* Start SUPPLIED MATERIAL *

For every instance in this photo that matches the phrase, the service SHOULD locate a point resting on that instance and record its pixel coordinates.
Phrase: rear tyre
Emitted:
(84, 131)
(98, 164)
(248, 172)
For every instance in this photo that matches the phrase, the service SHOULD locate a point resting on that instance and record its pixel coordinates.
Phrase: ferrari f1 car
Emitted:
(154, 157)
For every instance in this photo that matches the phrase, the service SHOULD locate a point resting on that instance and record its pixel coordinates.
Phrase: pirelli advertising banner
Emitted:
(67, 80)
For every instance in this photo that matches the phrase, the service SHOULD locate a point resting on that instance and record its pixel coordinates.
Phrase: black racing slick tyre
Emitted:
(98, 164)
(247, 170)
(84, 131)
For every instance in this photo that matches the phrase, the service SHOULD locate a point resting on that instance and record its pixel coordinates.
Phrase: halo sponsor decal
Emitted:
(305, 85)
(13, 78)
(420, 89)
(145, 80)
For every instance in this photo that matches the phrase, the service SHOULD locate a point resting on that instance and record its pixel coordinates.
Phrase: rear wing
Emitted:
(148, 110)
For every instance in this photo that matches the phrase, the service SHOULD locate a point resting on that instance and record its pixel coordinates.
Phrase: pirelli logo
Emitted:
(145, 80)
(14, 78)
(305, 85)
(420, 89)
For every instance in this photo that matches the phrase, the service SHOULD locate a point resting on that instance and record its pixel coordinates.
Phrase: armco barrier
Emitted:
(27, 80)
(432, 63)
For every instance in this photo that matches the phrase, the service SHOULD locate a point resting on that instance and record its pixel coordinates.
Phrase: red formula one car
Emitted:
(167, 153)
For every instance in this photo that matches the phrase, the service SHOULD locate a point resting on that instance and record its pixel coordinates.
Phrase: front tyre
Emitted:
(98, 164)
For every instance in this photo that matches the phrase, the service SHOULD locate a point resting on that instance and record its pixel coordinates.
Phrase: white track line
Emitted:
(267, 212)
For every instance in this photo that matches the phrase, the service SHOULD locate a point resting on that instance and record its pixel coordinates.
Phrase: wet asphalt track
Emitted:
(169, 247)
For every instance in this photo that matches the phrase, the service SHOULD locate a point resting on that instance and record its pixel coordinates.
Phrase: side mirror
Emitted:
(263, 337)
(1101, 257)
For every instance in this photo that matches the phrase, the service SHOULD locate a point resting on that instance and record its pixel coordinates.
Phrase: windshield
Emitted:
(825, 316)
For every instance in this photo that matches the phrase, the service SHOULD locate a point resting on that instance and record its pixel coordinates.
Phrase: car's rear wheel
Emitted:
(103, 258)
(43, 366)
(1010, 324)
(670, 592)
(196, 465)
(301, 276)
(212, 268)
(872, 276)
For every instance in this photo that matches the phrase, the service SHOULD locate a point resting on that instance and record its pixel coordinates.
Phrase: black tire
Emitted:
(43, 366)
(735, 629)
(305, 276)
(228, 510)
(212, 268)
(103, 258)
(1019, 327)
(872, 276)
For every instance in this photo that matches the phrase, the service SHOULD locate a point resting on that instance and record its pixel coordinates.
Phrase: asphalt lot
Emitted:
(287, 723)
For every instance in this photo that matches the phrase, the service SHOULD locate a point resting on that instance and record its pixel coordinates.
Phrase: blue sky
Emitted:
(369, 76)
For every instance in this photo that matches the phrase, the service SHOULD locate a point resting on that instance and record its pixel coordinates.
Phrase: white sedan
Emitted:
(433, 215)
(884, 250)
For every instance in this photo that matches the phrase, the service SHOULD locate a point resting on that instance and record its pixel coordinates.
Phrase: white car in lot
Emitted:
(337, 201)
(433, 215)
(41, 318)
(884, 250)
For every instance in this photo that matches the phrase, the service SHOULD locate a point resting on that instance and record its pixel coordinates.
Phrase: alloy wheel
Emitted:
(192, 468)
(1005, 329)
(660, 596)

* End SUPPLIED MATERIAL *

[PROBLEM REQUIREMENTS]:
Write all of the records out again exactly.

[FINAL ANSWER]:
For every instance in this photo that matches the phrase, the service SHOULD locate a point resting on that instance and record its pixel coordinates.
Phrase: rear tyre
Emitted:
(84, 131)
(98, 164)
(248, 172)
For every instance in this photo that matches the phrase, the service SHOULD locate a point resting on that instance and record its pixel coordinates.
Phrase: ferrari f1 car
Emitted:
(154, 157)
For every instance in this photo that matches the phrase, the service SHOULD locate a point resting on that instance and record its pixel coordinates.
Phrase: pirelli advertising banner
Emitted:
(67, 80)
For every instance in this photo that matches the phrase, the service SHOULD locate a point resting on that instance and record its pixel coordinates.
Phrase: black racing slick tyre
Emitted:
(98, 164)
(247, 170)
(84, 131)
For every instance in this photo that matches the phrase, the service SHOULD locate a point resting on that instance and record its pixel coordinates.
Phrase: halo sponsor decal
Emitted:
(305, 85)
(13, 78)
(420, 89)
(145, 80)
For every instance in this photo that matches the phrase, the service SHOULD locate a point resting on that instance and record its pixel coordinates.
Phrase: rear wing
Emitted:
(148, 110)
For every instance in this photo that matches the phrase, the service SHOULD locate a point resting on that instance and record its pixel coordinates.
Phrase: pirelli logo
Emitted:
(145, 80)
(14, 78)
(305, 85)
(420, 89)
For every instance in this photo that matches the phrase, the service SHOULD locate a point resting on that instance and record its pixel coordinates.
Phrase: armco barrier
Emitted:
(27, 80)
(432, 63)
For every instance in this photo that matches the phrase, the service SHOULD locate a point resting on that instance and record its pixel coordinates.
Phrase: red formula one car
Emitted:
(167, 153)
For every instance in this photo that matches the phrase, the service SHOULD locate a point resting on that instance and record its pixel coordinates.
Phrase: front tyre
Emitted:
(98, 164)
For every instance in this photo that matches the phrase, the service SHOULD locate a point resting on that instance and record its pixel coordinates.
Phrase: white track line
Emitted:
(267, 212)
For every instance in this photo that matches the phrase, the service SHOULD locate a point resting on that instance and record its pixel coordinates.
Phrase: wet asphalt track
Emitted:
(169, 247)
For every instance in this photo that matches the phrase, the service SHOULD locate a point resting on that instance and record its pixel coordinates.
Phrase: side mirror
Emitted:
(263, 337)
(1101, 257)
For every instance in this photo that matches the phrase, the service SHOULD locate a point resting on that instance and record its pixel coordinates.
Phrase: windshield
Emitted:
(825, 316)
For every instance in this photo that matches the phrase, the service SHOULD locate a point resting on that instance and record its pixel coordinates.
Phrase: car's rear wheel
Emitted:
(103, 258)
(43, 366)
(1010, 324)
(670, 592)
(196, 465)
(301, 276)
(212, 268)
(872, 276)
For every instance in this photo that matches the phrase, the service SHOULD locate a point resting on that instance and record its pixel coordinates.
Phrase: black tire
Emitted:
(43, 366)
(735, 629)
(305, 276)
(228, 510)
(212, 268)
(103, 258)
(1019, 327)
(872, 276)
For every instance in this photo that matches the phrase, the service SHOULD locate a point resting on that instance and record its pixel coordinates.
Phrase: asphalt lot
Emitted:
(287, 723)
For every instance in this photo that matches the phrase, the service SHOULD locate a point resting on that instance and record its pixel coordinates.
Phrase: blue sky
Emitted:
(369, 76)
For every instance in this photo that matches the phrase, the service SHOULD locate a point resting on that instance and record its pixel coordinates.
Phrase: white sedan
Emitted:
(433, 215)
(884, 250)
For every instance in this photo that matches the phrase, the service SHOULD locate a point resting on that instance and record its pixel coordinates.
Phrase: white car in lot
Emitted:
(337, 201)
(433, 215)
(41, 318)
(884, 250)
For every instance in this photo that matches the phrase, the service SHOULD locate a point resting on that instance and record its pixel coordinates.
Phrase: alloy wheel
Emitted:
(192, 468)
(1005, 329)
(660, 596)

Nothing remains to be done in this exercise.